Exercise materials:
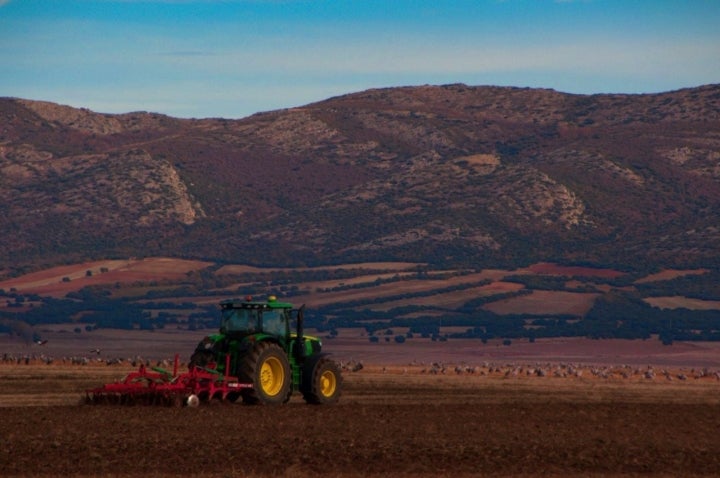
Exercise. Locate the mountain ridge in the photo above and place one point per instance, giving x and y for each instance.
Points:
(446, 174)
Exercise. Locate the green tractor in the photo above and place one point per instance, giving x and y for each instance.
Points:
(256, 345)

Short task: Reproduce the records from the line containing "Exercise. Locate the green" through the end of the records, swapping "tractor" for "harvester" and leaving everything else unchanged.

Written response:
Exercise. Locate the green harvester in the photo above and place one point per instance, giving x and y for each instance.
Points:
(256, 345)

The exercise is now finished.